» **PAGE EXTRACT**:
* * *

I know documentdb isn't officialy or community supported yet by langchain but am trying to use their MongoDb atlas one kinda like this question but my problem is am getting this error :
pymongo.errors.ServerSelectionTimeoutError: docdb-restofit.cluster-cpm2mmw0q9qb.us-east-1.docdb.amazonaws.com:27017: timed out (configured timeouts: socketTimeoutMS: 20000.0ms, connectTimeoutMS: 20000.0ms)
I am fairly new to aws and documentdb and cant seem to find a solution will really appreciate the help.
Here is what I have done till now to accomplish this, I am new to aws so a little confused.

* * *

» **ROWS**:
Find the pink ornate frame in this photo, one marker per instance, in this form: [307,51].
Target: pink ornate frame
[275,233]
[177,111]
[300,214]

* * *

» **WHAT YOU WILL DO**:
1. Quote the part of the DocumentDB post that opens with the words containing "I know documentdb" and closes with "20000.0ms, connectTimeoutMS: 20000.0ms)".
2. Decide whether each statement agrees with the DocumentDB post, answering yes or no and quoting the deciding words: (a) The writer says langchain officially supports DocumentDB. (b) The error lists the same value for both configured timeouts. (c) The error names port 27018.
The items placed after the DocumentDB post are separate material.

» **SOLUTIONS**:
1.
I know documentdb isn't officialy or community supported yet by langchain but am trying to use their MongoDb atlas one kinda like this question but my problem is am getting this error :
pymongo.errors.ServerSelectionTimeoutError: docdb-restofit.cluster-cpm2mmw0q9qb.us-east-1.docdb.amazonaws.com:27017: timed out (configured timeouts: socketTimeoutMS: 20000.0ms, connectTimeoutMS: 20000.0ms)

2.
(a) No: "I know documentdb isn't officialy or community supported yet by langchain"
(b) Yes: "socketTimeoutMS: 20000.0ms, connectTimeoutMS: 20000.0ms"
(c) No: "docdb.amazonaws.com:27017"